### INSTRUCTIONS FOR THE TASK
Please rewrite the rows, requests included, starting with the first row and going on through the row with "top-left (104, 347), bottom-right (117, 365)". Add 139 to every coordinate in the bounding box answers, but leave the requests and their sample boxes as they are.

══ MATERIAL FOR THE TASK ══

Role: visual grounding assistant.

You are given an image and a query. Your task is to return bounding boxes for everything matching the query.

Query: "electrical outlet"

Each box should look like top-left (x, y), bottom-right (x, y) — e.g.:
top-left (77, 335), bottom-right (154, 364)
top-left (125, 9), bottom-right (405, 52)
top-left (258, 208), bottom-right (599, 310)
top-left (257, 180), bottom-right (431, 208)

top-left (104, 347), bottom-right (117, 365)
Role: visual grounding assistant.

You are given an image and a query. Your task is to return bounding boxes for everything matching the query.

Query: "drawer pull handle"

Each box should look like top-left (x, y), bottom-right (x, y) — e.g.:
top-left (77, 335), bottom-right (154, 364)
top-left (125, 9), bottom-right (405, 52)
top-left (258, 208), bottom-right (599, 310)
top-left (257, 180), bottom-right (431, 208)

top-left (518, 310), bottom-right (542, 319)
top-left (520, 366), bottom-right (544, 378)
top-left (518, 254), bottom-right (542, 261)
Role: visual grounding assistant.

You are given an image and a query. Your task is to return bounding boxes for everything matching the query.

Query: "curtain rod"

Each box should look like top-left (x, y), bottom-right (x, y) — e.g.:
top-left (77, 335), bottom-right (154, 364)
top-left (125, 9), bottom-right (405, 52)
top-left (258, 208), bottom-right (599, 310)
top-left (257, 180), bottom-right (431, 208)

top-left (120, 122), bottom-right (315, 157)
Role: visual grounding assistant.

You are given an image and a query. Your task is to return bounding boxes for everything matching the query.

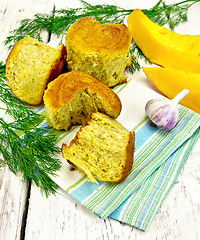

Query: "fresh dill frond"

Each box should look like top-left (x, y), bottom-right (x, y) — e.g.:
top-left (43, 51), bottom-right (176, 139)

top-left (0, 0), bottom-right (200, 196)
top-left (0, 63), bottom-right (61, 196)
top-left (5, 0), bottom-right (200, 72)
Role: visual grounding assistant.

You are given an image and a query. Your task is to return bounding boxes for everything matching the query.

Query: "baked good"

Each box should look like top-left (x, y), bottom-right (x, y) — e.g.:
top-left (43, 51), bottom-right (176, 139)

═══

### OUTPUT FOR THIS TASK
Role: visual grounding assistant.

You are given an image and a query. Your task is to return bounding boxes for everything matching the query.

Query: "electrical outlet"

Each box should look like top-left (x, y), bottom-right (x, y) — e.g.:
top-left (77, 335), bottom-right (154, 364)
top-left (125, 9), bottom-right (405, 52)
top-left (258, 208), bottom-right (599, 310)
top-left (257, 180), bottom-right (431, 208)

top-left (243, 486), bottom-right (256, 504)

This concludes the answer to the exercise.